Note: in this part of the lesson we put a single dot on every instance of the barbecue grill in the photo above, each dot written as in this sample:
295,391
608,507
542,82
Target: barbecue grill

• Required work
Reproduce every line of the items above verbatim.

• Solution to the exercise
Note: in this part of the lesson we put a single dot on every instance of the barbecue grill in the photo above, each dot written as in this sample:
295,391
608,507
542,82
Target: barbecue grill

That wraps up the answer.